— START —
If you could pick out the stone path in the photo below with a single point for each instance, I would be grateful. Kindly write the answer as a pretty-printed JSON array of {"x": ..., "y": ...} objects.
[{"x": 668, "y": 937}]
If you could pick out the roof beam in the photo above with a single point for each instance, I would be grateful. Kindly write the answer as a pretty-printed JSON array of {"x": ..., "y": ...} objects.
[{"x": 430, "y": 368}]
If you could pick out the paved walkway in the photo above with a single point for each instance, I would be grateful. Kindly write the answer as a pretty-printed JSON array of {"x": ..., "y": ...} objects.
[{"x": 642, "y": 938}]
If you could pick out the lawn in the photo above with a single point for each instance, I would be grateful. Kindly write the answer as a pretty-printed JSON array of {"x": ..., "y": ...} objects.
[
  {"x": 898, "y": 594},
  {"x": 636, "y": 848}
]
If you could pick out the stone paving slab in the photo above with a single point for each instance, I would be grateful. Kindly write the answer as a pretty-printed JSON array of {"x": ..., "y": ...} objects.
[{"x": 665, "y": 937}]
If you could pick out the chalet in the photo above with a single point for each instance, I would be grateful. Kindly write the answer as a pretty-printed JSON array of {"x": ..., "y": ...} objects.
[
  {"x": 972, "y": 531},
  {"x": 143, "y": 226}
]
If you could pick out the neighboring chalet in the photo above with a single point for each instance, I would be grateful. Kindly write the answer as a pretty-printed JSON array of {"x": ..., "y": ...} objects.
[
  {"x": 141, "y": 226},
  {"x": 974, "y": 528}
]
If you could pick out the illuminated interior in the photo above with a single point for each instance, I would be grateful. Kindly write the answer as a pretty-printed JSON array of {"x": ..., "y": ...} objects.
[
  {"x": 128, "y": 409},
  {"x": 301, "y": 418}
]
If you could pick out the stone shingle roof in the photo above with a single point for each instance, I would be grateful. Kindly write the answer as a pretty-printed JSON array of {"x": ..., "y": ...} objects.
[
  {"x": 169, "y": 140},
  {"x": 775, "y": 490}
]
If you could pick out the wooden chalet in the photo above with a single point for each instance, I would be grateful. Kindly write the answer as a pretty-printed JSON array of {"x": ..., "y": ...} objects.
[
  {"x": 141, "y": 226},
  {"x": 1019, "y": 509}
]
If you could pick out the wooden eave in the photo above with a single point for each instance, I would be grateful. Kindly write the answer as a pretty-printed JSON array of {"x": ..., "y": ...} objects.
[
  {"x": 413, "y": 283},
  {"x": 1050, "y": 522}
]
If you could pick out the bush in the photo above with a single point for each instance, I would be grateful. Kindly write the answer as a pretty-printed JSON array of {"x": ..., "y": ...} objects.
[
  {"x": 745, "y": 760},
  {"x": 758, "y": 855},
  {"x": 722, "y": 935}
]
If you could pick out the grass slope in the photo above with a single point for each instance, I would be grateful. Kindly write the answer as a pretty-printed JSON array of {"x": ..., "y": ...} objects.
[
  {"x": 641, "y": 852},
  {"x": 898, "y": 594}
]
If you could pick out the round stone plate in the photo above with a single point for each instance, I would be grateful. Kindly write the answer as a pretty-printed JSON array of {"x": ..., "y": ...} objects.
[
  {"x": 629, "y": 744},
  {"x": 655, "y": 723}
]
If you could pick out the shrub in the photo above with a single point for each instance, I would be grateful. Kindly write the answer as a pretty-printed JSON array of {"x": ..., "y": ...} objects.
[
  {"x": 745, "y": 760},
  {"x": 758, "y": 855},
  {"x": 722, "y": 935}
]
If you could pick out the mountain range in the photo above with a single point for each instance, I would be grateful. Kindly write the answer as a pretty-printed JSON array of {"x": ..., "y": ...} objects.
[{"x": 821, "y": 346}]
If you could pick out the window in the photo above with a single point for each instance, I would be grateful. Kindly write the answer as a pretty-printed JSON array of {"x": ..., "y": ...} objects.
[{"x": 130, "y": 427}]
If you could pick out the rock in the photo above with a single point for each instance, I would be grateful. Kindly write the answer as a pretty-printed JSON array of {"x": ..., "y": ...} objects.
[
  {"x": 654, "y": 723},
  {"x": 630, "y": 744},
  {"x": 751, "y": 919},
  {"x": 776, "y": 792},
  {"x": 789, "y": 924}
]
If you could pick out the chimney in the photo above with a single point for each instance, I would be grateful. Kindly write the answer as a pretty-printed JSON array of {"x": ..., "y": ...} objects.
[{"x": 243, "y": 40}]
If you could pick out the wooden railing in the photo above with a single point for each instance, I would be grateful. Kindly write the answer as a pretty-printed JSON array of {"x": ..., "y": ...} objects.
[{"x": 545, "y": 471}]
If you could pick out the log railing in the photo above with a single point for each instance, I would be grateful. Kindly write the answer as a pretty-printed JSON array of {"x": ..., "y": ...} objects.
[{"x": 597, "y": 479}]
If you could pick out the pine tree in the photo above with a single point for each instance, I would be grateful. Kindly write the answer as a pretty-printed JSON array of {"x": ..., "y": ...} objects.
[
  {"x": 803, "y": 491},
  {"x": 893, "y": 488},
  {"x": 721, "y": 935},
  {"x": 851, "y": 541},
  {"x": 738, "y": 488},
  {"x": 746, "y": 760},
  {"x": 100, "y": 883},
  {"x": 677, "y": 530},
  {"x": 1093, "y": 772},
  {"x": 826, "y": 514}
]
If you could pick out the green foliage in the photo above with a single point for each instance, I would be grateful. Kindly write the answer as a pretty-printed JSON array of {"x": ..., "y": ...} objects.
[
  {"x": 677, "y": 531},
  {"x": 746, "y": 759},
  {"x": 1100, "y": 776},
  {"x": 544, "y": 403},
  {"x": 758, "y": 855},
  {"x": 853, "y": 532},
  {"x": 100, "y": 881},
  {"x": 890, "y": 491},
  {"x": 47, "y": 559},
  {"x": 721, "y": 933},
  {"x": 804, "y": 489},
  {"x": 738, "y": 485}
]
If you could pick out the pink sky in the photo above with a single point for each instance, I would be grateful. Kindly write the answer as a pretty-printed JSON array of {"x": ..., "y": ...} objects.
— END —
### Required task
Reproduce all of the data above word for word, changing nothing.

### Solution to the problem
If you could pick out the stone path in the photo below with a single point for each instance, I would be grateful. Kindly write the answer as a pretty-printed JSON array of {"x": ..., "y": ...} objects.
[{"x": 668, "y": 937}]
If you could pick out the roof beam in the photo above with a single point for each instance, I would be grateful. Kindly write the answer as a pretty-printed JSON array of {"x": ..., "y": ...} objects.
[{"x": 430, "y": 368}]
If you could pick out the paved walkway in the photo above with a single point for each instance, I would be grateful. Kindly write the answer as a pretty-printed JSON array of {"x": ..., "y": ...} objects.
[{"x": 642, "y": 938}]
If you could pick out the lawn in the photo above with a single point for each instance, I would be grateful. Kindly write the answer as a pretty-printed JSON array of {"x": ..., "y": ...} objects.
[
  {"x": 898, "y": 594},
  {"x": 636, "y": 848}
]
If you could pick out the stone paving slab in the photo above with a single point for each instance, I would be grateful. Kindly write the answer as a pretty-printed JSON array of {"x": ..., "y": ...} objects.
[{"x": 665, "y": 937}]
If you could pick out the chalet in the photo above with a single point for each instance, I would be grateful. Kindly write the answer as a pretty-printed JSON array of {"x": ..., "y": ...} objects.
[
  {"x": 972, "y": 531},
  {"x": 143, "y": 226}
]
If you could pick out the neighboring chalet in the photo above with a single point for each instance, I would be grateful. Kindly write the answer as a pretty-printed JSON array of {"x": ..., "y": ...} objects.
[
  {"x": 141, "y": 226},
  {"x": 974, "y": 528}
]
If you could pick out the illuminated interior in the photo above with a single point for each instance, I would be grateful. Kindly write the answer as a pretty-printed JSON array of {"x": ..., "y": ...} objects.
[
  {"x": 128, "y": 409},
  {"x": 301, "y": 418}
]
If you could pick out the stone shingle roof in the photo above with a single point for each instance, I would be grateful. Kindly write the answer as a pretty-printed JSON array of {"x": ..., "y": ...} objects.
[
  {"x": 169, "y": 140},
  {"x": 775, "y": 490}
]
If you could pick out the wooden chalet in the photo above with a single point for each instance, I would be grateful. Kindly write the answer as a pretty-printed JSON array of {"x": ..., "y": ...} objects.
[
  {"x": 141, "y": 226},
  {"x": 1019, "y": 509}
]
If you could pick out the wooden eave in the photo above with a single point for each instance, I would be grateful. Kindly write the answer as a pretty-printed JSON array of {"x": ..., "y": ...} objects.
[
  {"x": 413, "y": 283},
  {"x": 1050, "y": 522}
]
If you could pick out the bush in the photo above with a single point for each instance, I would be grateful. Kindly write the answer as a pretty-printed JSON array of {"x": ..., "y": ...} objects.
[
  {"x": 745, "y": 760},
  {"x": 758, "y": 855},
  {"x": 722, "y": 935}
]
If you could pick out the grass slope in the photo above with a single point for each instance, I would be grateful. Kindly write the answer as a pretty-printed JSON array of {"x": ..., "y": ...} objects.
[
  {"x": 641, "y": 852},
  {"x": 898, "y": 594}
]
If you could pick out the round stone plate in the photo above with a single point for each instance, I would be grateful. Kindly write the answer as a pretty-printed JSON array of {"x": ..., "y": ...} objects.
[
  {"x": 629, "y": 744},
  {"x": 655, "y": 723}
]
If you could pick out the shrub in the photo above with a single point for each instance, I would be grateful. Kindly write the answer as a pretty-printed JSON array of {"x": ..., "y": ...} objects.
[
  {"x": 745, "y": 760},
  {"x": 758, "y": 855},
  {"x": 722, "y": 935}
]
If you could pick out the mountain range in the photo above with a single point for each instance, I would be grateful. Kindly write the answer as a pretty-printed JSON array of {"x": ..., "y": ...} objects.
[{"x": 821, "y": 346}]
If you could pick out the window in the photo above with a single point for each instance, I would be grateful. Kindly write the answer as a pretty-printed JSON array of {"x": ..., "y": ...} objects.
[{"x": 130, "y": 427}]
If you could pick out the rock in the photo above with a single point for each instance, I would be grateful. Kindly write the answer as a pretty-printed JSON array of {"x": ..., "y": ...} objects.
[
  {"x": 654, "y": 723},
  {"x": 630, "y": 744},
  {"x": 751, "y": 919},
  {"x": 776, "y": 792},
  {"x": 789, "y": 924}
]
If you could pick out the chimney in the photo above with a single point for each instance, I would be grateful. Kindly write the answer as a pretty-printed JSON array of {"x": ..., "y": ...} objects.
[{"x": 243, "y": 40}]
If you could pick out the wooden railing in the photo above with a single point for each instance, I would be grateful. Kindly write the answer as a pretty-printed JSON array of {"x": ..., "y": ...} objects.
[{"x": 545, "y": 471}]
If you could pick out the log railing in the photo above with a single point for each instance, I would be grateful. Kindly write the answer as a pretty-printed JSON array of {"x": ..., "y": ...} objects.
[{"x": 597, "y": 479}]
If you could pick out the pine tree in the photo above with a single point for each instance, I would be grateful. Kindly write the answer as a pretty-printed JSON array of {"x": ..., "y": ...} objects.
[
  {"x": 803, "y": 491},
  {"x": 893, "y": 488},
  {"x": 721, "y": 935},
  {"x": 851, "y": 541},
  {"x": 738, "y": 488},
  {"x": 746, "y": 760},
  {"x": 100, "y": 883},
  {"x": 677, "y": 530},
  {"x": 1093, "y": 772},
  {"x": 826, "y": 514}
]
If you could pick out the green foliage in the photo above with a single point for each instance, I would be grateful. Kindly write the answer as a pretty-printed JSON array of {"x": ..., "y": ...} objects.
[
  {"x": 677, "y": 531},
  {"x": 746, "y": 759},
  {"x": 1100, "y": 776},
  {"x": 544, "y": 403},
  {"x": 758, "y": 855},
  {"x": 853, "y": 532},
  {"x": 100, "y": 881},
  {"x": 890, "y": 491},
  {"x": 47, "y": 559},
  {"x": 721, "y": 933},
  {"x": 804, "y": 489},
  {"x": 738, "y": 485}
]
If you could pick out the pink sky in the photo above with a single point for each instance, I would be grateful. Kindly write the answer as a pretty-printed JSON array of {"x": ..., "y": ...} objects.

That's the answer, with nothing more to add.